#### [CONJUNTO DE TAREAS]
1. Según el fragmento del documento, ¿con qué intención se habían comprado los cuadros a cuenta del Estado?
2. Escribe la continuación del fragmento del documento, sobre la expulsión de la escuela, a partir de su última frase.

::: FRAGMENTO DEL DOCUMENTO :::

«Un día que estaba de viaje para
traerles, como de costumbre, pan, colores y dinero, todos aquellos profesores
se sublevaron e incitaron a mis alumnos a la rebelión.
¡Que Dios les perdone!
Y, con el apoyo de todos aquellos a los que yo
había acogido, y asegurado pan y trabajo, elaboraron un decreto por el que se
decidía mi expulsión de la escuela en un plazo de veinticuatro horas.
En cuanto me fui, se tranquilizaron
enseguida.
No había nadie más contra quien luchar. Tras
apropiarse de todos los bienes de la academia, y hasta de los cuadros que yo
había comprado y pagado a cuenta del Estado, con la intención de fundar un
museo en Vitebsk, se dispersaron, dejando la escuela y los alumnos a su suerte.
Me entran ganas de reír. ¿Para qué remover
todas estas viejas historias?
No diré nada más de lo amigos ni de los
enemigos.
Sus máscaras están grabadas en mi corazón,
como troncos de madera.
Obligadme a partir en veinticuatro horas con
toda mi familia.
Haced retirar todas mis pancartas, mis
rótulos, tartamudead a gusto.

::: DATOS PROPORCIONADOS :::

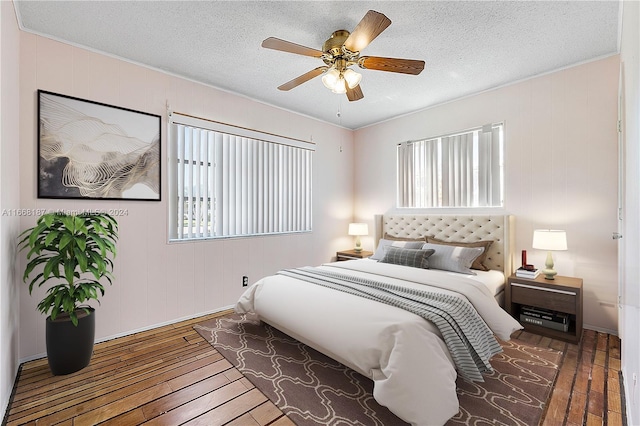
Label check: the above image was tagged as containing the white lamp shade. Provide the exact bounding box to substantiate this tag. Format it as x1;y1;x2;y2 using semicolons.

:::

#### [LOS RESULTADOS]
1. Con la intención de fundar un museo en Vitebsk.

2.
No temáis, no me acordaré de vosotros.
Soy yo quien tampoco quiere perdurar en
vuestra memoria.
Si durante varios años, me he apartado de mi
trabajo y me he entregado por entero a las necesidades de mi tierra natal, no
era por amor hacia vosotros, sino hacia mi ciudad, hacia mi padre y mi madre,
que descansan allí.
Y vosotros, dejadme en paz.
No me sorprendería que, después de una larga
ausencia, mi ciudad borrara las huellas que he dejado y se olvidara de quien,
dejando los pinceles, se atormentaba, sufría, se esforzaba en inculcar el Arte,
y soñaba en convertir las casas ordinarias en museos y a los habitantes rasos
en pintores.
Y entonces comprendí que nadie es profeta en
su tierra.
Me marché a Moscú.
Pienso en los amigos. ¿Lo eran realmente?
Mi primer amigo de infancia a quien tanto
apreciaba, se olvidó de mí, se me quitó de encima como la venda que arrancamos
de la herida.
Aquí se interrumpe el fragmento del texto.